BRIEF =
Pick every line from the data that holds the word "shirt".

Stored entries
++++++++++++++++++++

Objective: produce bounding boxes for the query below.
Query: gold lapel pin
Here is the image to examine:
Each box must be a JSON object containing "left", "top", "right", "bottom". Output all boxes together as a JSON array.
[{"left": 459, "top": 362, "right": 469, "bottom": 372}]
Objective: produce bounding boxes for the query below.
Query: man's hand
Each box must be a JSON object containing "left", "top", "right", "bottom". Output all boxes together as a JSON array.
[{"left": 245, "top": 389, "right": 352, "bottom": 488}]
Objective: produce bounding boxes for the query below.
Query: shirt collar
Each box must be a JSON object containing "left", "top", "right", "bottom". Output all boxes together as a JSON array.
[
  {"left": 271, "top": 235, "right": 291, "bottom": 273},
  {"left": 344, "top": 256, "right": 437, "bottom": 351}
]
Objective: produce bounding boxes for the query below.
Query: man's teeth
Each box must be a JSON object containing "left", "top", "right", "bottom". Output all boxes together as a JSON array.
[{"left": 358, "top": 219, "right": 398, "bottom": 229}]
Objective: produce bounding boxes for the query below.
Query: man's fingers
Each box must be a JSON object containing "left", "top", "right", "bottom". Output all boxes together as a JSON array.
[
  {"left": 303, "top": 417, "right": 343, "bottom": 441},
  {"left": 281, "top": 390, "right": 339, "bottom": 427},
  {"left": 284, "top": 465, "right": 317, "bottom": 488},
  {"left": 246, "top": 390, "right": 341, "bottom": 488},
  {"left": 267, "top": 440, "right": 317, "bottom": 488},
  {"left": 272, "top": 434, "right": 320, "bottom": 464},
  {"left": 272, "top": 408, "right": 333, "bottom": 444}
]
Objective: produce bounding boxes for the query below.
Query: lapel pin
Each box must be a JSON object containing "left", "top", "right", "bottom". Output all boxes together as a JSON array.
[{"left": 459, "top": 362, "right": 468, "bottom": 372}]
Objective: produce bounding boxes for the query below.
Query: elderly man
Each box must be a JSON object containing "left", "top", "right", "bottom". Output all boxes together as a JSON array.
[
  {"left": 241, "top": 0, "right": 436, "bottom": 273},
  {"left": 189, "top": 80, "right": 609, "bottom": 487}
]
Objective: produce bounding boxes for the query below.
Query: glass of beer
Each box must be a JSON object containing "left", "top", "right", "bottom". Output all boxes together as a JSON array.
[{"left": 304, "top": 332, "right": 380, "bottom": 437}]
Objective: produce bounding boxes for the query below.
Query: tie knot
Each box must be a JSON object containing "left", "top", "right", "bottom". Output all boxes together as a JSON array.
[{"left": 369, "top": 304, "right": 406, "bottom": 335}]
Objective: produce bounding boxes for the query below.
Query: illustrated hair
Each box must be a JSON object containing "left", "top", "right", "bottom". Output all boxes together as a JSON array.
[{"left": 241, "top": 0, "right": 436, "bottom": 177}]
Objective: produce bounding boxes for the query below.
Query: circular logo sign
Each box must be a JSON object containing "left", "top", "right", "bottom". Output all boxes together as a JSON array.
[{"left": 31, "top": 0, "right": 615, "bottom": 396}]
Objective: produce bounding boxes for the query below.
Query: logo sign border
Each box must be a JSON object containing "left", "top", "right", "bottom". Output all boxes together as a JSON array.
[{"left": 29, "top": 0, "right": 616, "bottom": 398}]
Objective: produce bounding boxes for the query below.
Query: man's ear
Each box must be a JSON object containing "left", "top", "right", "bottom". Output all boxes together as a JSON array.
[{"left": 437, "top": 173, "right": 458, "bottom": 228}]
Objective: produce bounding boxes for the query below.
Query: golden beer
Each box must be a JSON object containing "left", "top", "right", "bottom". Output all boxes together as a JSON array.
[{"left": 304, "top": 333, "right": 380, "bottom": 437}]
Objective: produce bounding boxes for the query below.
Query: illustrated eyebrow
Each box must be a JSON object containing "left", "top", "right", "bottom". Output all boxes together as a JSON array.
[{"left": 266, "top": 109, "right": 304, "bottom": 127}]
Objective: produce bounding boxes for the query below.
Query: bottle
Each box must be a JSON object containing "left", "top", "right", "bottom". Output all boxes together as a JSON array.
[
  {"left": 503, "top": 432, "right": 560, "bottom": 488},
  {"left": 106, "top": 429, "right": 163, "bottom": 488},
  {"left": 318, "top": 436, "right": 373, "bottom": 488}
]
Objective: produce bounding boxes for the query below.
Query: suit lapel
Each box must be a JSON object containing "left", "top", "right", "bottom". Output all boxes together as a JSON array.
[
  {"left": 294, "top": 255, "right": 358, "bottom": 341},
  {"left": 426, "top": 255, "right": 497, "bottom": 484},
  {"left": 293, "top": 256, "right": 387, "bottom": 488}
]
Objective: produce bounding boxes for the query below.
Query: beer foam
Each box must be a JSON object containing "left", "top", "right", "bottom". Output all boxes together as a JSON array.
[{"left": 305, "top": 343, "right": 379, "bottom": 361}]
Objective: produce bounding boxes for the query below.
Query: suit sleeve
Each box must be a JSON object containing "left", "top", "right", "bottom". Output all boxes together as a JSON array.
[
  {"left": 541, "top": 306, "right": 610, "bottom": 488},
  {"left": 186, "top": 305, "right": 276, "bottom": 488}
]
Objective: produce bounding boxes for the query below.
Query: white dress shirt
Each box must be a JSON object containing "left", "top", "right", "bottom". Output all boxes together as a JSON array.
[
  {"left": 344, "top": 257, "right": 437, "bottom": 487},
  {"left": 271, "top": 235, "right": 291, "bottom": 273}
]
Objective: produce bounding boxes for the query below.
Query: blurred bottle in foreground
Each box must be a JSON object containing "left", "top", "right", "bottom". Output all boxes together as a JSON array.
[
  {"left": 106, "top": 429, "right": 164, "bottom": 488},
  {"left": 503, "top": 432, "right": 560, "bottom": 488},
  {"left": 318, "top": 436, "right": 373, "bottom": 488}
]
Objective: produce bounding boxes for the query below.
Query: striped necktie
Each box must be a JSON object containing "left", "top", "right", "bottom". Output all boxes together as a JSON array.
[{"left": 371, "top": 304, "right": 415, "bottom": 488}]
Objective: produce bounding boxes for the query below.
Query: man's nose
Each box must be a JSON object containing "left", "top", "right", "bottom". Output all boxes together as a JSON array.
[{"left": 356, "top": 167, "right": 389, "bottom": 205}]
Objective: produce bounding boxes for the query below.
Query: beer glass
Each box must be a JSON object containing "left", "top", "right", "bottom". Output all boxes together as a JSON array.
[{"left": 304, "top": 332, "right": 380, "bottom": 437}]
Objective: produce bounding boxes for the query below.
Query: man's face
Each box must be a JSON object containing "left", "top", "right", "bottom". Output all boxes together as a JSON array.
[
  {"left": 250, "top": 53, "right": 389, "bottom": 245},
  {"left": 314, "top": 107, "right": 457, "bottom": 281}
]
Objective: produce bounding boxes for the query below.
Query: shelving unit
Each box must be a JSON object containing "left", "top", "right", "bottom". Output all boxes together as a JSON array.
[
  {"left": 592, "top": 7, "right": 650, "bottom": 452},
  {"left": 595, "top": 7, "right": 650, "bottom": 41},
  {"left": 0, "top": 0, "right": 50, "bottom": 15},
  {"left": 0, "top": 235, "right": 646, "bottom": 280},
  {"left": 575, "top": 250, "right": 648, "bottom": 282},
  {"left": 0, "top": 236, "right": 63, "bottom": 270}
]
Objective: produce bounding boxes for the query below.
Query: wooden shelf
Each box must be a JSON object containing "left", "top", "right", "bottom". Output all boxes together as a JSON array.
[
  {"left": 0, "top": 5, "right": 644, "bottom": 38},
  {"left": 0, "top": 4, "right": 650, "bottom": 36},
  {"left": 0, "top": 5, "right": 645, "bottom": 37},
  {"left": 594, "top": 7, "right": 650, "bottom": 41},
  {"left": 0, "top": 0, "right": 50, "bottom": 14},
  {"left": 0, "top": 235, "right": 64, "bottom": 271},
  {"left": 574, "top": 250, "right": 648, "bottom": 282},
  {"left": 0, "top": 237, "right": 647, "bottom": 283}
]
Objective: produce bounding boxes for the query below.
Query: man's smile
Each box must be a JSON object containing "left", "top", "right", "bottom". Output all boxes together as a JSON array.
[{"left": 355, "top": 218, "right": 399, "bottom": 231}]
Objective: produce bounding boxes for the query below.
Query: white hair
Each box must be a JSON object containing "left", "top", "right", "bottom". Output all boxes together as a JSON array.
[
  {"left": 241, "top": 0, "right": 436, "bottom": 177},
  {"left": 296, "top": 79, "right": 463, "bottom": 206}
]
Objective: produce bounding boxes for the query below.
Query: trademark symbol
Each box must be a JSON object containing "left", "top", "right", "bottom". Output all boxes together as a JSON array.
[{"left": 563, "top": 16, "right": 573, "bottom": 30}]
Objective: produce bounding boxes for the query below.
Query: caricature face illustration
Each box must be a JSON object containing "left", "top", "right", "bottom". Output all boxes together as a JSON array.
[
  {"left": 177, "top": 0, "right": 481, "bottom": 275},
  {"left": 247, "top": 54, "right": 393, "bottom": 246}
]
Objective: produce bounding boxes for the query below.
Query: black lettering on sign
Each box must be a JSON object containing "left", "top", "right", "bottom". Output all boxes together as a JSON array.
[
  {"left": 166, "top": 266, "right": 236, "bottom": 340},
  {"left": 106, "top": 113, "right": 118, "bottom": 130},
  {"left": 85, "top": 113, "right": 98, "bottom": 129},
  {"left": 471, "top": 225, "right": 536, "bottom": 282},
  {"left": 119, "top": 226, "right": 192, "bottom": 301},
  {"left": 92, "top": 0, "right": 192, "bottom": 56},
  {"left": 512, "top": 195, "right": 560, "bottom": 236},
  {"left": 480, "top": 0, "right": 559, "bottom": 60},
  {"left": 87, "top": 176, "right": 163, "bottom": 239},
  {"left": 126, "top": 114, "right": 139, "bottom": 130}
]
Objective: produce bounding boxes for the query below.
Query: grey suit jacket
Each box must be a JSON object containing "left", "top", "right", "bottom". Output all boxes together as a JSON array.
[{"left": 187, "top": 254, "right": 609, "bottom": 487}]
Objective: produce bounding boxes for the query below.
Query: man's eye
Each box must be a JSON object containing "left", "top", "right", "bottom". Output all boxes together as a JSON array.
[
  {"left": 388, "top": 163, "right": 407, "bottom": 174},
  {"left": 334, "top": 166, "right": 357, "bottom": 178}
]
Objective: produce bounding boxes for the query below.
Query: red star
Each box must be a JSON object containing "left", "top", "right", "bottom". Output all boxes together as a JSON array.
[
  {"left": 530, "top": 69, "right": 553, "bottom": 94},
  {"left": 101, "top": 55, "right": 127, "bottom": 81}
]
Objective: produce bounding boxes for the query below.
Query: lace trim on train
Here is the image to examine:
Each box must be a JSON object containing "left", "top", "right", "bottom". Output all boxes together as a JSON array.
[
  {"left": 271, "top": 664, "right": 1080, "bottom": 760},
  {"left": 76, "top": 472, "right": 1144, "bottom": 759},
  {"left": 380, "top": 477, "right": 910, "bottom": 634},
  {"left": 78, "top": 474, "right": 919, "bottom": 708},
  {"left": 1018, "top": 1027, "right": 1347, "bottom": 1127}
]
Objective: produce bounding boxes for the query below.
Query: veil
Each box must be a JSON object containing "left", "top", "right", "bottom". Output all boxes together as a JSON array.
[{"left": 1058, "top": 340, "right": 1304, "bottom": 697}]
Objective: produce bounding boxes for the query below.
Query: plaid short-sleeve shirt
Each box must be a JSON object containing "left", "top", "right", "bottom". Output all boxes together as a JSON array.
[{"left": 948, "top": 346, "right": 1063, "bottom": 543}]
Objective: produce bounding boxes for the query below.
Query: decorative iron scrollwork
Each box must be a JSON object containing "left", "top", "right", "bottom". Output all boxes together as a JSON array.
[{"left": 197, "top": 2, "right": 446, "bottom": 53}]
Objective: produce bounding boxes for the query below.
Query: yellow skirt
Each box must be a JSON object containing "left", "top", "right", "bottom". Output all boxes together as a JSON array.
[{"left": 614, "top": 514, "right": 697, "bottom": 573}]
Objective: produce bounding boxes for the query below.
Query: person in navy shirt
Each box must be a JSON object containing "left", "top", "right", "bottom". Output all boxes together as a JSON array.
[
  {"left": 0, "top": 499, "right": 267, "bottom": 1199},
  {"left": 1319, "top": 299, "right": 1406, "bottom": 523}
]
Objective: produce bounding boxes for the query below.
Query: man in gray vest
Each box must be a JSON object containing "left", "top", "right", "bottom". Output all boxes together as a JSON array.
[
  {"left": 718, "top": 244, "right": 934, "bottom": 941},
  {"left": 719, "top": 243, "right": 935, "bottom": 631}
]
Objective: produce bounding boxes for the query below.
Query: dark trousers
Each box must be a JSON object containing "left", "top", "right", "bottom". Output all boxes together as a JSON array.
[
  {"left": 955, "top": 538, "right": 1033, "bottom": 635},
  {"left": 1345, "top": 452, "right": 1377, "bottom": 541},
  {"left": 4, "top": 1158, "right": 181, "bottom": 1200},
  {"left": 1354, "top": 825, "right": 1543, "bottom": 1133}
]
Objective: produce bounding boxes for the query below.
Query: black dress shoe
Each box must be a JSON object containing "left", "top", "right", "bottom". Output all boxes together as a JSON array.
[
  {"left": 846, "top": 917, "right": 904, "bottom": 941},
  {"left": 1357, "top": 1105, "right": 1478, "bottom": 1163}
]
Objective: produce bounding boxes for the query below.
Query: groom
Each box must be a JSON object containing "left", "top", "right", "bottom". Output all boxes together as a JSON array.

++++++++++++++++++++

SOLUTION =
Query: shirt collar
Query: white dress shirt
Query: plaid short-sleeve shirt
Query: person in navy shirt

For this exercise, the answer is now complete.